··· SOURCE ···

# Camacho Corojo 10th Anniversary 60x6 Review



## WyldKnyght

*Brand:* Camacho 
*Size:* 6
*Ring Gauge:* 60 
*Shape:* Toro
*Origin:* Honduras

*Construction:* Soft and spongy, smells like chocolate. Nice chocolate brown colour, well made very few veins.

*First Third:* There was a lot of creamy smoke with a light peppery/spicy flavour. Lots of woody earthy flavours.

*Second Third:* Spice mellowed out, lots of wood flavour, still plenty of creamy smooth smoke

*Last Third:* Tasted a little bitter and had a big kick of spiciness. Had some burn issues and made a couple touch-ups. Was definitely getting a bit of a nic buzz near the end.

*Final Thoughts:* Thanks to Kevin (aka Kapathy) for allowing me to try this good stick, which I would smoke again. Although it's not in the middle of my favourite flavour profile, it's close enough.

*Construction:* 8/10
*Flavour:* 18/25
*Draw:* 8/10
*Burn:* 6/10
*Ash:* 5/5
*Smoke:* 5/5
*Impression:* 28/35

*Overall Rating: 78/100

*


----------



## kapathy

well hopefully eventually one of the ones i sent break 90 lol..... i like those alot but have since found that the smaller vitola behaves alot better.


----------



## WyldKnyght

kapathy said:


> well hopefully eventually one of the ones i sent break 90 lol..... i like those alot but have since found that the smaller vitola behaves alot better.


Still was a good smoke bro' I'd smoke it again!!!!


----------



## Callum Harris

I have to say, i'm a devotee of Camacho. Great review!


----------



## srfulton

Good review. I love this cigar and just got a box at cibid for 66.44. Reg. 284.56


----------



## CigarInspector

Great review, and a great cigar too. Really loved the flavor blend with this one.

··· STORED ROWS ···

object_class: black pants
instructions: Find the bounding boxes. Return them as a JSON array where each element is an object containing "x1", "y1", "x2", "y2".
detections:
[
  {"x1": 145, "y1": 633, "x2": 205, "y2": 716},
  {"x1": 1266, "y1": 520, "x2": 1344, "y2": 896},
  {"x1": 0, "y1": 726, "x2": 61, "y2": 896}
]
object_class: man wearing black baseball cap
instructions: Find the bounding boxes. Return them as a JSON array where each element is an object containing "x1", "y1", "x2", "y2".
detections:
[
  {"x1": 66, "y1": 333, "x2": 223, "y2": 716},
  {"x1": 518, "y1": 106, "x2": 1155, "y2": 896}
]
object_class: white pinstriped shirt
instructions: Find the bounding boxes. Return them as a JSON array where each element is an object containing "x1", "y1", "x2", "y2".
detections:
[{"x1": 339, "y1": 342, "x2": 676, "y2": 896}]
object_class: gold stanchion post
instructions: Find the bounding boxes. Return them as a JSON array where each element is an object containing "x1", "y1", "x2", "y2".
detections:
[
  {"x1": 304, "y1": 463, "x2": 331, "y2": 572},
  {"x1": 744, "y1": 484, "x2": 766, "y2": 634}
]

···

» GOAL A:
In the entries, give the stretch from the line containing "object_class: white pinstriped shirt" through the end of the entries again, replacing "gold stanchion post" with "brass stanchion post" and keeping everything else the same.
» GOAL B:
Write the next part of the Camacho Corojo review thread, picking up after its final post.

» TASK RESULT A:
object_class: white pinstriped shirt
instructions: Find the bounding boxes. Return them as a JSON array where each element is an object containing "x1", "y1", "x2", "y2".
detections:
[{"x1": 339, "y1": 342, "x2": 676, "y2": 896}]
object_class: brass stanchion post
instructions: Find the bounding boxes. Return them as a JSON array where each element is an object containing "x1", "y1", "x2", "y2".
detections:
[
  {"x1": 304, "y1": 463, "x2": 331, "y2": 572},
  {"x1": 744, "y1": 484, "x2": 766, "y2": 634}
]

» TASK RESULT B:
----------



## Shotgun

love the pics. Camacho was my first cigar smoke. i love em first thing i look for when i hit the walk in humidor. tried the liberty limited 2014 and the stick was PERFECT. love em


----------



## profanitypete

I haven't tried the 2014 yet, but I want to. The 2013s were one of my favorites. I currently have one of these 10th anniversary sticks in my humi right now. And in case anyone is still looking for them, Bonita Smoke shop had Robustos in August. Their website is absolutely horrifying, but their customer service is great - fast shipping, good packaging, and I'm noticing some HTF sticks.


----------



## Shotgun

profanitypete said:


> I haven't tried the 2014 yet, but I want to. The 2013s were one of my favorites. I currently have one of these 10th anniversary sticks in my humi right now. And in case anyone is still looking for them, Bonita Smoke shop had Robustos in August. Their website is absolutely horrifying, but their customer service is great - fast shipping, good packaging, and I'm noticing some HTF sticks.


youre gonna love em. got it while on the road but i didnt bring my travel humidor, after i smoked it i called home and had her go get me one more just to make sure i can taste it one more time. hahaha


----------



## penna stogey

Camacho are wonderful. Good write up.


----------



## W5abh

Comacho is one of my favs right now, I'll have to add This particular one to the list of sticks to try!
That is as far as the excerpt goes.